[Dataset entries]
□ □ □ □ □ □ □

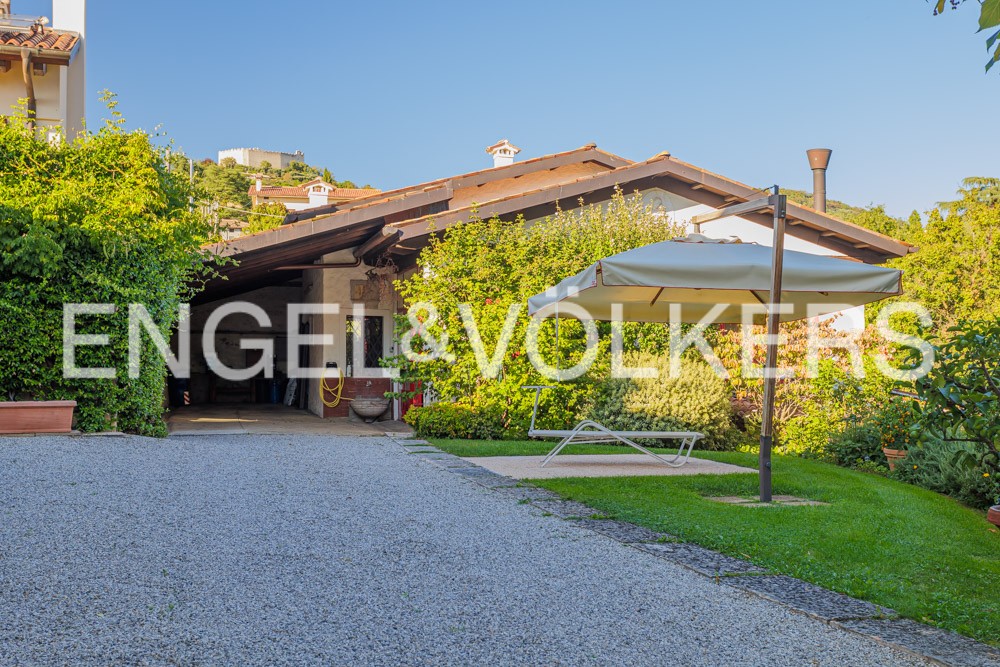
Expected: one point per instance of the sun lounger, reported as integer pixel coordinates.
(589, 432)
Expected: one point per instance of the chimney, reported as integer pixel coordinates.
(819, 159)
(503, 153)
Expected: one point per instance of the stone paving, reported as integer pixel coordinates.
(875, 622)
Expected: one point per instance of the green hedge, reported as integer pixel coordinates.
(452, 420)
(95, 220)
(697, 399)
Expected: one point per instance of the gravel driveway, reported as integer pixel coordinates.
(318, 550)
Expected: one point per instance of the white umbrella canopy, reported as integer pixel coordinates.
(698, 273)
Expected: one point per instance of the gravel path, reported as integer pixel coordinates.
(316, 550)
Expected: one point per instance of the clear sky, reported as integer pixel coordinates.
(397, 93)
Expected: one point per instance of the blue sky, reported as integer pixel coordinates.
(397, 93)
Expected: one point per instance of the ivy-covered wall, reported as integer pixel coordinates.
(95, 220)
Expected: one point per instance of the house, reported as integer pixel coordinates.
(254, 157)
(316, 192)
(45, 65)
(350, 252)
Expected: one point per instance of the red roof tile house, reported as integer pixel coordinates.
(44, 64)
(316, 192)
(348, 252)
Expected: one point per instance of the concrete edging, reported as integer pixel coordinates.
(877, 623)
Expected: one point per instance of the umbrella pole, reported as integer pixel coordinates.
(771, 362)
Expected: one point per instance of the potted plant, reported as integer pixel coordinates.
(893, 422)
(893, 456)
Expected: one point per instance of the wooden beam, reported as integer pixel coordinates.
(378, 242)
(753, 206)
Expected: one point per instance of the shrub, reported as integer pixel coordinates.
(453, 420)
(856, 446)
(952, 468)
(696, 399)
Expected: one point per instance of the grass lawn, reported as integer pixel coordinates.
(921, 553)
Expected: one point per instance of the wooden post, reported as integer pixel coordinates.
(771, 364)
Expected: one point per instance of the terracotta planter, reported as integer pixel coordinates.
(36, 416)
(369, 408)
(894, 456)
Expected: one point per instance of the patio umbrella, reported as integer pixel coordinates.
(698, 273)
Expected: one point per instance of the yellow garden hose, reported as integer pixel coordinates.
(337, 391)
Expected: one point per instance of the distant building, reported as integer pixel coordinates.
(253, 157)
(45, 64)
(316, 192)
(503, 153)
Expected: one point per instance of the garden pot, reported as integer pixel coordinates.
(893, 456)
(36, 416)
(369, 408)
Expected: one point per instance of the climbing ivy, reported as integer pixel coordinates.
(96, 219)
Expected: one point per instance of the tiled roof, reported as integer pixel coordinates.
(299, 191)
(39, 38)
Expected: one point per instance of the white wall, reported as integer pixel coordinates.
(334, 286)
(72, 15)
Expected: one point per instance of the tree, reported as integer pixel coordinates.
(952, 274)
(226, 186)
(989, 17)
(265, 216)
(962, 394)
(97, 220)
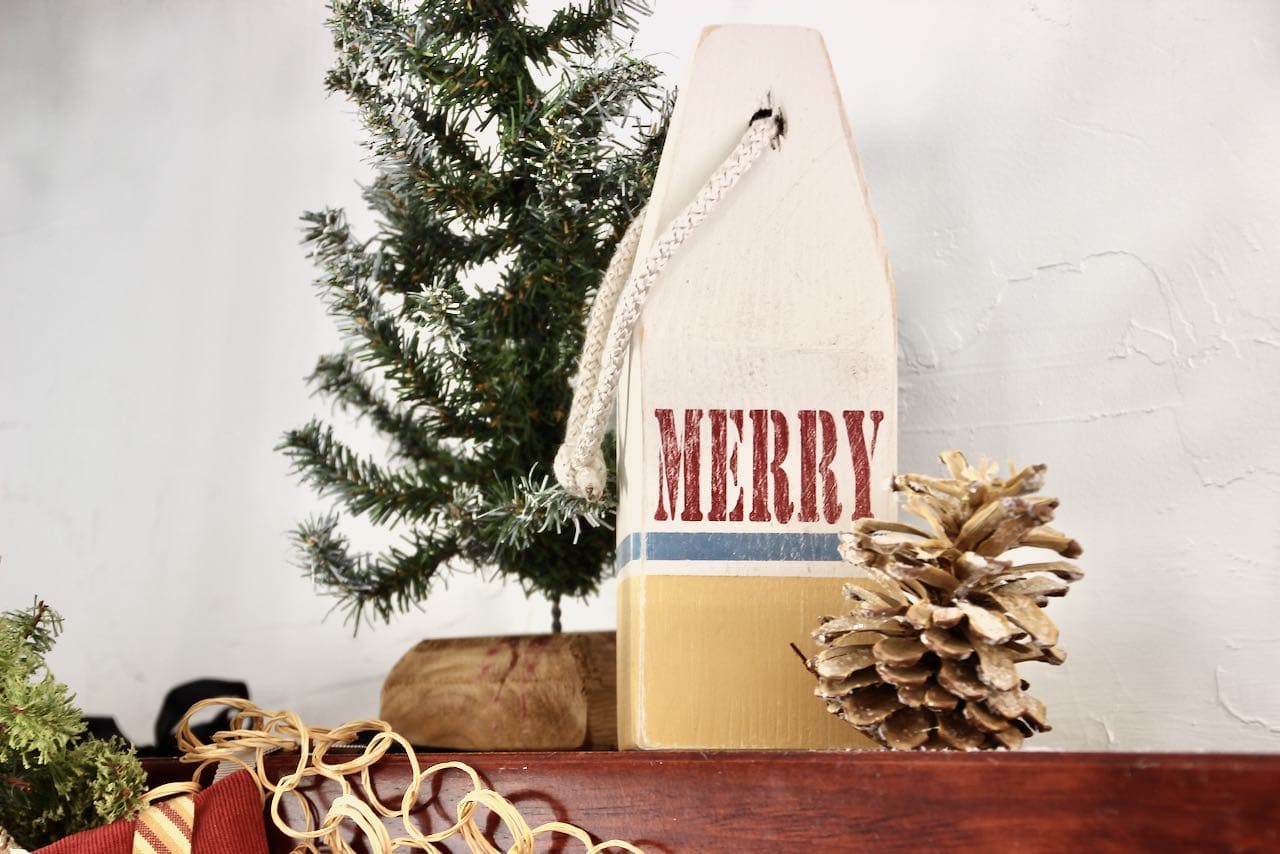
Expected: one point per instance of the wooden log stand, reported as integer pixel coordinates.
(874, 802)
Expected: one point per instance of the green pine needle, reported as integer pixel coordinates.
(510, 159)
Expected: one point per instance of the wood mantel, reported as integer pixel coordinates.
(869, 802)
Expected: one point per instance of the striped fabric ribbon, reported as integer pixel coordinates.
(165, 827)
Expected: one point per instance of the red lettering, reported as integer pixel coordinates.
(676, 456)
(759, 466)
(723, 464)
(810, 467)
(782, 506)
(862, 457)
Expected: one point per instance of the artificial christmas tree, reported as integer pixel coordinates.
(511, 156)
(928, 657)
(54, 780)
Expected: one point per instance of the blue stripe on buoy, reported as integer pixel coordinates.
(728, 547)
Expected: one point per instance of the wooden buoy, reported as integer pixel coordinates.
(757, 414)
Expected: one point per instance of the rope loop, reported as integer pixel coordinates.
(256, 733)
(580, 466)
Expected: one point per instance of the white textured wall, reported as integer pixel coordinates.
(1082, 201)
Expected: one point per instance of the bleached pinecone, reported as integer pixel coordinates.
(928, 657)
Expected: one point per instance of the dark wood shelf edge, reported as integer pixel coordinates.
(846, 800)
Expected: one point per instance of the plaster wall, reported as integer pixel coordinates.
(1082, 202)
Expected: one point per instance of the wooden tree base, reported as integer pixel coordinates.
(520, 693)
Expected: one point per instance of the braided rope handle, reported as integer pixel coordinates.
(255, 733)
(580, 462)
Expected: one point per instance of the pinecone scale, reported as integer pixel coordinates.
(928, 656)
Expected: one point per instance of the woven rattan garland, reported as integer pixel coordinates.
(256, 733)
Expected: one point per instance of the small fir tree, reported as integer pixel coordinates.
(54, 780)
(510, 159)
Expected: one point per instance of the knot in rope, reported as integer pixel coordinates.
(580, 466)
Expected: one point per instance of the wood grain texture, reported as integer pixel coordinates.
(764, 361)
(529, 693)
(882, 802)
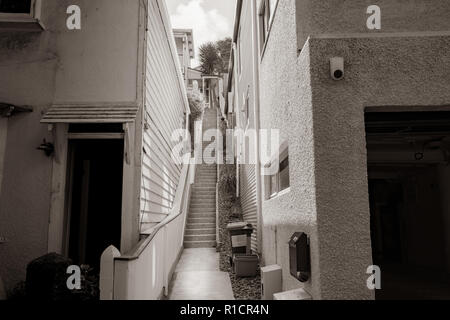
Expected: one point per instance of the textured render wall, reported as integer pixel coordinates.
(409, 71)
(286, 105)
(323, 120)
(340, 17)
(42, 68)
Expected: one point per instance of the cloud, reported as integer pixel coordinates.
(208, 25)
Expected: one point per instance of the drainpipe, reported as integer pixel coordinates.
(3, 135)
(256, 91)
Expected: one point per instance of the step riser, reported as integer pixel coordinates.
(202, 215)
(201, 220)
(192, 226)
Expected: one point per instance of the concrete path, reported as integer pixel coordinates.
(197, 277)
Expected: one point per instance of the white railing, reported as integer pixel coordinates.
(145, 273)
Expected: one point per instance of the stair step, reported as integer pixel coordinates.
(200, 237)
(191, 232)
(199, 244)
(202, 220)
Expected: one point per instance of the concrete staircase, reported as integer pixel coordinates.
(201, 224)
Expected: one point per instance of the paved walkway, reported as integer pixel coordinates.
(197, 277)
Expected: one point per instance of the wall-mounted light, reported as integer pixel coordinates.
(47, 147)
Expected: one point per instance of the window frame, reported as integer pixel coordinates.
(16, 19)
(265, 12)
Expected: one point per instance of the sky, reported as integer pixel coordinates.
(211, 20)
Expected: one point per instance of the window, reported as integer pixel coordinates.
(280, 181)
(20, 13)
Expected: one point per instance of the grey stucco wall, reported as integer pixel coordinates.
(390, 71)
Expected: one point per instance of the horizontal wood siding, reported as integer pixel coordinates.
(249, 201)
(164, 113)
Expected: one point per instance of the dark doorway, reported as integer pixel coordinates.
(409, 192)
(95, 199)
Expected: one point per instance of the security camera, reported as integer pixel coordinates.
(337, 68)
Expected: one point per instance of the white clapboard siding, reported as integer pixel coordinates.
(249, 200)
(164, 113)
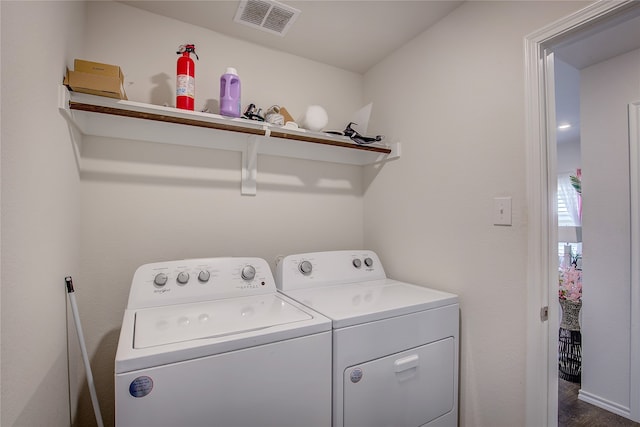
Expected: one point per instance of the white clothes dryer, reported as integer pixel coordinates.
(395, 345)
(211, 342)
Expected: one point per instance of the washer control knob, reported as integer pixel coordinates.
(248, 272)
(183, 277)
(204, 275)
(305, 267)
(160, 279)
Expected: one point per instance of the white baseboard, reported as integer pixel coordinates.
(605, 404)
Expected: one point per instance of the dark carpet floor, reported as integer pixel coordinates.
(576, 413)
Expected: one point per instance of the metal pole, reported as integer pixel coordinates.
(83, 349)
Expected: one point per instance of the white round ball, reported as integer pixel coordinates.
(315, 118)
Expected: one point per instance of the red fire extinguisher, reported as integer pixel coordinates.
(185, 80)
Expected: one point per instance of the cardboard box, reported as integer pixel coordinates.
(97, 68)
(96, 79)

□ □ □ □ □ □ □

▶ PROMPT
Exact copy, no pictures: reproduce every record above.

▶ OUTPUT OF THE TASK
Expected: one point per instance of the sun lounger, reported as integer pixel coordinates.
(589, 432)
Expected: one point per instance of the chimney, reported as integer pixel coordinates.
(819, 159)
(503, 153)
Expected: one point per instance of the stone paving, reported as integer pixel coordinates.
(875, 622)
Expected: one point per instance of the green hedge, reported as integer pixel coordinates.
(452, 420)
(95, 220)
(697, 399)
Expected: one point per instance of the gravel driveway, reported as integer pixel coordinates.
(318, 550)
Expected: one point per instance of the white umbrella canopy, reported as integer pixel coordinates.
(698, 273)
Expected: one point per instance of the gravel path, reported as integer pixel coordinates.
(316, 550)
Expected: one point per instance of the clear sky, reported as integer pixel coordinates.
(397, 93)
Expected: one point per instance of the blue sky, reported as integer pixel coordinates.
(397, 93)
Expected: one point per instance of the ivy-covered wall, reported as integer pixel coordinates.
(95, 220)
Expected: one point per instance of the house, reported as integer pixel coordinates.
(254, 157)
(316, 192)
(45, 65)
(350, 252)
Expected: one point per instance of the red roof tile house, reported as integer pixel coordinates.
(44, 64)
(316, 192)
(348, 252)
Expected: one point per instance of the concrete edging, reported as integer pixel coordinates.
(877, 623)
Expected: one point per instance of the umbrella pole, reported as integer pixel coordinates.
(771, 362)
Expected: one point per instance of the potted plant, reported as integer pixel coordinates.
(893, 422)
(893, 456)
Expected: one point per instance of the wooden beam, reported as integer pixel coordinates.
(378, 242)
(753, 206)
Expected: one point per instance of the shrub, reported as integer pixel coordinates.
(453, 420)
(856, 446)
(952, 468)
(696, 399)
Expected: one point per instance of the grass lawn, reported as integer pixel coordinates.
(921, 553)
Expected: one point per instance of the wooden post, reported as integer pixel coordinates.
(771, 364)
Expected: one point per instance of the terracotta planter, reported as integer pixel coordinates.
(36, 416)
(369, 408)
(894, 456)
Expected: one point per instance of the patio umbrella, reported as integer pixel coordinates.
(698, 273)
Expected: one point per instance of the yellow garden hose, reported as integer pixel coordinates.
(337, 391)
Expected: one point per instance of the distant building, reported as integer pixel coordinates.
(253, 157)
(45, 64)
(316, 192)
(503, 153)
Expected: one point per instance of the garden pot, reported as integer pixel coordinates.
(893, 456)
(36, 416)
(369, 408)
Expected: one point per instance of the climbing ivy, reported as integer pixel coordinates.
(96, 219)
Expected: one point per instance of the tiled roof, reported as integer pixel coordinates.
(299, 191)
(39, 38)
Expected: one point per instance of the white wall, reported as integer pixel coordinates.
(334, 286)
(72, 15)
Expected: one point per instance of the tree, reported as integer pixel coordinates.
(952, 274)
(226, 186)
(989, 17)
(265, 216)
(962, 394)
(97, 220)
Expected: one point per instance of the wooden log stand, reported as integer pixel coordinates.
(874, 802)
Expected: one point per instance of the green pine needle, reported as integer pixel coordinates.
(510, 159)
Expected: one point per instance of the wood mantel, reported as integer pixel coordinates.
(869, 802)
Expected: one point per instance of the striped fabric ribbon, reported as integer pixel coordinates.
(165, 827)
Expected: one point per instance of the red lettering, reported as integer pixel coordinates.
(676, 456)
(759, 466)
(723, 464)
(810, 467)
(782, 506)
(862, 457)
Expected: one point per instance of the artificial christmas tree, reported as integer pixel coordinates.
(511, 156)
(928, 657)
(54, 780)
Expected: one point per instance of the blue stripe on buoy, reported as integer pixel coordinates.
(728, 547)
Expected: one point per instance of the wooden buoy, reported as integer pixel coordinates.
(757, 414)
Expected: one point per instance of the rope loop, reported as integer pixel coordinates.
(256, 733)
(580, 466)
Expected: one point per instance of the white textured wall, reported as integer pixel coordinates.
(1082, 201)
Expected: one point per instance of the bleached pinecone, reported as integer pixel coordinates.
(928, 657)
Expected: one point per instance of the dark wood shelf edge, reported as integer pixel coordinates.
(846, 800)
Expected: one point per instance of the plaster wall, reported as integer pixel coordinates.
(1082, 202)
Expected: one point per instance of the wooden tree base, reported as integer pixel coordinates.
(520, 693)
Expected: one point per instance of the braided rope handle, reported as integer pixel coordinates.
(255, 733)
(580, 462)
Expected: one point per instance of the pinecone scale, reported as integer pixel coordinates.
(928, 656)
Expected: one point per instance of the woven rattan garland, reported as integer pixel coordinates.
(256, 733)
Expected: one point per instance of the small fir tree, reported as integer pixel coordinates.
(54, 780)
(510, 159)
Expected: one point per instance of the knot in rope, reported as integer pixel coordinates.
(580, 466)
Expected: one point per instance of the wood grain texture, reported as integer pixel coordinates.
(764, 361)
(529, 693)
(882, 802)
Expected: one point per instance of the textured render wall, reported as integer pixel coordinates.
(409, 71)
(286, 105)
(323, 120)
(340, 17)
(42, 68)
Expected: one point per instance of the cloud, reported as integer pixel coordinates.
(208, 25)
Expected: one point per instance of the drainpipe, reported as integer pixel coordinates.
(3, 135)
(256, 91)
Expected: one point per instance of the step riser, reported as integer pixel coordinates.
(202, 215)
(201, 220)
(192, 226)
Expected: one point per instance of the concrete path, reported as integer pixel coordinates.
(197, 277)
Expected: one point per instance of the white railing, reported as integer pixel coordinates.
(145, 273)
Expected: one point per instance of the stair step, reported as integer pixel coordinates.
(200, 237)
(191, 232)
(199, 244)
(202, 220)
Expected: one point per instance of the concrete staircase, reported as integer pixel coordinates.
(201, 224)
Expected: one point per instance of the paved walkway, reported as integer pixel coordinates.
(197, 277)
Expected: one point per instance of the wall-mounted light, reported as integer pixel coordinates.
(47, 147)
Expected: one point per instance of the window frame, reported as integer pixel coordinates.
(16, 19)
(265, 12)
Expected: one point per instance of the sky, reported as integer pixel coordinates.
(211, 20)
Expected: one point per instance of the window, reported as integer pixel coordinates.
(280, 181)
(20, 13)
Expected: one point per instance of the grey stucco wall, reported as integer pixel coordinates.
(390, 71)
Expected: one point per instance of the horizontal wood siding, reported as integer pixel coordinates.
(249, 201)
(164, 113)
Expected: one point per instance of the dark doorway, reported as integer pixel coordinates.
(409, 192)
(95, 199)
Expected: one point per instance of the security camera, reported as integer pixel coordinates.
(337, 68)
Expected: one point per instance of the white clapboard siding, reported as integer pixel coordinates.
(249, 200)
(164, 113)
Expected: one point per instance of the white clothes dryer, reported as integer pixel coordinates.
(395, 345)
(211, 342)
Expected: one point per instance of the washer control knob, reported as integer pixel coordinates.
(248, 272)
(183, 277)
(204, 275)
(305, 267)
(160, 279)
Expected: one point per instance of the white baseboard, reported as integer pixel coordinates.
(605, 404)
Expected: one point per instance of the dark carpet floor, reported as integer pixel coordinates.
(576, 413)
Expected: one point per instance of the metal pole, reported as integer pixel coordinates.
(83, 349)
Expected: one point per instance of the white round ball, reported as integer pixel coordinates.
(315, 118)
Expected: one point per instance of the red fire extinguisher, reported as integer pixel coordinates.
(185, 80)
Expected: one point per instance of the cardboard box, reported as integer pixel coordinates.
(97, 68)
(96, 79)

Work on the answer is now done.